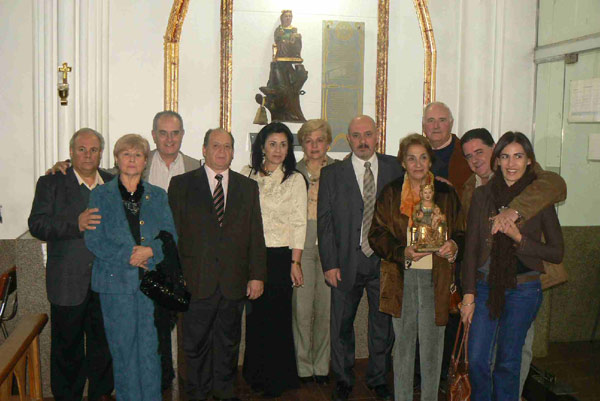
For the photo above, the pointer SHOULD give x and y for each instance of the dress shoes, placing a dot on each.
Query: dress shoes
(106, 397)
(382, 392)
(341, 392)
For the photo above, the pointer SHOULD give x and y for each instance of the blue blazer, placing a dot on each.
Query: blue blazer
(112, 242)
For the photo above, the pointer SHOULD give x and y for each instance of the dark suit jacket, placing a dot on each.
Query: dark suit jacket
(211, 256)
(54, 218)
(340, 213)
(458, 168)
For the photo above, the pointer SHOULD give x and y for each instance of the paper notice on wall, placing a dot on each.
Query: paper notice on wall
(585, 101)
(594, 147)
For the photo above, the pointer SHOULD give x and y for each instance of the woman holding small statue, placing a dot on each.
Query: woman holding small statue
(417, 271)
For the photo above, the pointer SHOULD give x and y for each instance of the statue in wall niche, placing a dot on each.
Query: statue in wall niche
(429, 229)
(286, 77)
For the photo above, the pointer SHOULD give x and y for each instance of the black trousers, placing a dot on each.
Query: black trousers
(270, 357)
(79, 351)
(211, 331)
(380, 333)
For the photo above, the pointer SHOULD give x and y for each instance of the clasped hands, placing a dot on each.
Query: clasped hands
(505, 222)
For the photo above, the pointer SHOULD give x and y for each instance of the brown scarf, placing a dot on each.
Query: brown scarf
(503, 263)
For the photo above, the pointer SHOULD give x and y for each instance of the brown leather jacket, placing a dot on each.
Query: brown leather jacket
(388, 239)
(531, 251)
(547, 189)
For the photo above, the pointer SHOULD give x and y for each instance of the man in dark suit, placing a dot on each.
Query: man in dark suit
(347, 195)
(59, 216)
(223, 255)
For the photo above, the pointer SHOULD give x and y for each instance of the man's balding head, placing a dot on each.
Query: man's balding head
(363, 136)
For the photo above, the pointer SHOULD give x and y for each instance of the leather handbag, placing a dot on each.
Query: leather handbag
(455, 299)
(157, 287)
(459, 385)
(166, 285)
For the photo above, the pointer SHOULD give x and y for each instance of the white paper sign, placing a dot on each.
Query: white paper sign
(585, 101)
(594, 147)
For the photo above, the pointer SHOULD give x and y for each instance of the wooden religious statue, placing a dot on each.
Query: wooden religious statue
(286, 77)
(429, 229)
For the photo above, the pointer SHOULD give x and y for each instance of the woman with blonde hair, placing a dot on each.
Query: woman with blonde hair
(125, 244)
(415, 286)
(311, 303)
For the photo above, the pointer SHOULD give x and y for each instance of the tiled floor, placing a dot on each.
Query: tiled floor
(576, 364)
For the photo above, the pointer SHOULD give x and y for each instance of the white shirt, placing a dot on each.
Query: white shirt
(97, 181)
(160, 175)
(283, 206)
(212, 182)
(359, 169)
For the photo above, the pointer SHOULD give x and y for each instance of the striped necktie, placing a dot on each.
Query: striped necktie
(368, 208)
(219, 199)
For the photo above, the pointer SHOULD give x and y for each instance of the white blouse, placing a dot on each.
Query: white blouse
(283, 206)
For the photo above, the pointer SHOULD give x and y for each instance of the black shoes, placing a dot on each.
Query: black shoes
(382, 392)
(341, 392)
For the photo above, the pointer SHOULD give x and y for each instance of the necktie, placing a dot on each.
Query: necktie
(368, 208)
(219, 199)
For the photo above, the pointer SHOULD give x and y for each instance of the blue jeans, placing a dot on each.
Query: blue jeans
(506, 333)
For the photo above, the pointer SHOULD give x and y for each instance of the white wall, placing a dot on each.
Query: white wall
(485, 72)
(16, 116)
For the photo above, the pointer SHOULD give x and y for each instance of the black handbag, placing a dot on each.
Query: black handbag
(166, 285)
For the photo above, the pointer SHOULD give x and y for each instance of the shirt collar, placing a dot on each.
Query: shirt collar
(175, 162)
(478, 181)
(445, 144)
(210, 173)
(358, 162)
(97, 181)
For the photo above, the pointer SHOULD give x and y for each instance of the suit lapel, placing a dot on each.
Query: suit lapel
(73, 192)
(383, 173)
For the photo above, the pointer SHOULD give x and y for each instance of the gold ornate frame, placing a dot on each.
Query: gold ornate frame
(173, 34)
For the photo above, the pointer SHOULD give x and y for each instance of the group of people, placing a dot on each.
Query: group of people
(295, 244)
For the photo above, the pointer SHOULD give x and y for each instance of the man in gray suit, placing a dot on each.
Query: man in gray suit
(347, 195)
(59, 216)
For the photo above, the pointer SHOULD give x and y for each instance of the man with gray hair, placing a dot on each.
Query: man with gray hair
(449, 161)
(167, 161)
(59, 216)
(164, 162)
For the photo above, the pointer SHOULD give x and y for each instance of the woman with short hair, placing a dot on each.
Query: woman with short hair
(125, 244)
(501, 271)
(312, 302)
(415, 286)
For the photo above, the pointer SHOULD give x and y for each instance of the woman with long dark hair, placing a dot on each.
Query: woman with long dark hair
(501, 271)
(269, 361)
------------
> [Brief]:
Starting at the first entry above and ending at the last, write everything out exactly except the pictures.

> [Expected output]:
For the photo above, the pointer SHOULD give x and y for each instance of the dress shoes, placing a dot on each.
Query: dress shoes
(106, 397)
(382, 392)
(341, 392)
For the photo above, the pointer SHOULD give x and y for each instance of the blue blazer, placing a dot on each.
Query: blue blazer
(112, 242)
For the photo above, the pointer SHOULD give x and y for each instance of the dark suit jacket, placing a dot on each.
Query: dark suit jacket
(211, 256)
(54, 218)
(340, 213)
(458, 168)
For the photo above, the pointer SHOULD give x and y for each instance of the paper notice on wall, placing a dot on each.
Query: paper notice on wall
(585, 101)
(594, 147)
For the photo above, the pointer SHOULD give x and y for each instance of the woman holding small statue, placing a dot on each.
Query: woman holding small statue
(417, 271)
For the photo above, the pointer SHOULD give x and y for each instance of the statue in wall niche, placing a dot on each.
Query: statue in wall niche
(429, 229)
(286, 77)
For the photo above, the pointer SHOULD give x and y for each instance of the black trousers, placing a dot on each.
Query: black trousers
(270, 357)
(79, 351)
(211, 331)
(380, 333)
For the photo above, the pointer SHOULD give x and y for each instance of the clasped hands, placing a dot on each.
Query: clasped hands
(505, 222)
For the photo above, the pointer SHOULD give x and y for each instance of the brown scarf, placing a dot on each.
Query: brown scarf
(503, 263)
For the photo above, the pointer SHOULD give x and y for each instance of the brown leather jacket, placing a dot on each.
Query: brown leather jacket
(388, 239)
(531, 251)
(547, 189)
For the photo above, the pointer SHOULD give x and y for each instance of the man in dark suit, placing a dot on each.
Query: man in dark suit
(347, 195)
(59, 216)
(223, 255)
For the photo above, the pointer SHOULD give x and y for each instance of the man's balding head, placing a dot on each.
Query: man's balding head
(363, 136)
For the photo above, the pointer SHOULD give x and y for each instance of the leather handbag, placing a dot on each.
Query: leather handbag
(455, 299)
(157, 287)
(459, 385)
(166, 285)
For the photo above, the pointer SHOULD give x and y for each instance of the white paper sign, placing a dot on each.
Query: white paper sign
(585, 101)
(594, 147)
For the photo above, the pointer SHOULD give x and y for each instance of the wooden religious statue, placing a dot on each.
Query: wooden religious statue
(286, 77)
(429, 229)
For the photo above, the pointer SHOULD give x and y for each instance of the woman with blonde hair, placing a dot on each.
Query: woman with blonde hair
(125, 244)
(415, 286)
(311, 303)
For the photo above, the pointer SHOULD give x and y for each instance of the tiled floor, placing a dot on each.
Query: tiled floor
(576, 364)
For the photo above, the pointer SHOULD give x and y for each instance of the white shirt, placing a dot on each.
Query: white shirt
(97, 181)
(160, 175)
(283, 206)
(212, 182)
(359, 169)
For the photo above, the pointer SHOULD give x and y for each instance of the striped necktie, placing a dot on each.
Query: striped necktie
(368, 208)
(219, 199)
For the photo above, the pointer SHOULD give x and y for each instance of the white blouse, placing a dot on each.
Query: white blouse
(283, 206)
For the photo above, the pointer SHOULD give x and y for each instance of the black shoes, placing a dot on each.
Query: black shoes
(382, 392)
(341, 392)
For the photo above, the pointer SHOULD give x and y for each instance of the necktie, placing a dot on each.
Query: necktie
(368, 208)
(219, 199)
For the photo above, the pointer SHOULD give x and y for each instance of the blue jeans, placing a dot on each.
Query: blue jeans
(506, 333)
For the photo above, the pointer SHOULD give x and y for each instance of the white wall, placing a dot on each.
Query: white wall
(485, 72)
(16, 116)
For the photo above, the pointer SHOULD give x and y for each instance of the black handbag, placing a dot on each.
Query: black handbag
(166, 285)
For the photo above, the pointer SHOULD give x and y for each instance of the shirt collar, placing a dot on each.
Query: shirt collar
(175, 162)
(478, 181)
(445, 144)
(210, 173)
(358, 162)
(97, 181)
For the photo above, the pointer SHOULD give x and y for each instance of the suit lapel, placing a dot on each.
Query: suit lapel
(73, 192)
(383, 173)
For the photo above, the pointer SHOULD give x and y for each instance of the gold ornate frame, placing a dot on each.
Query: gold ornate frame
(173, 34)
For the photo above, the pointer SHOULD give x and y for each instance of the group of people, placing a dot on each.
Query: group of people
(295, 244)
For the photo above, the pointer SHOULD give x and y for each instance of the man in gray suit, placing a dot on each.
Query: man in gray suit
(347, 195)
(59, 216)
For the photo above, the pointer SHOULD give x and y for each instance of the man with gray hair, placing a dot on each.
Query: man with gray hair
(449, 161)
(167, 161)
(59, 216)
(164, 162)
For the photo above, the pointer SHOULD give x and y for each instance of the woman with short hair, placing a dot on each.
Query: woman with short hair
(125, 244)
(501, 271)
(312, 302)
(415, 286)
For the photo above, the pointer SHOULD give x and y for each instance of the woman with long dark hair, placing a dot on each.
Query: woman with long dark hair
(501, 271)
(269, 361)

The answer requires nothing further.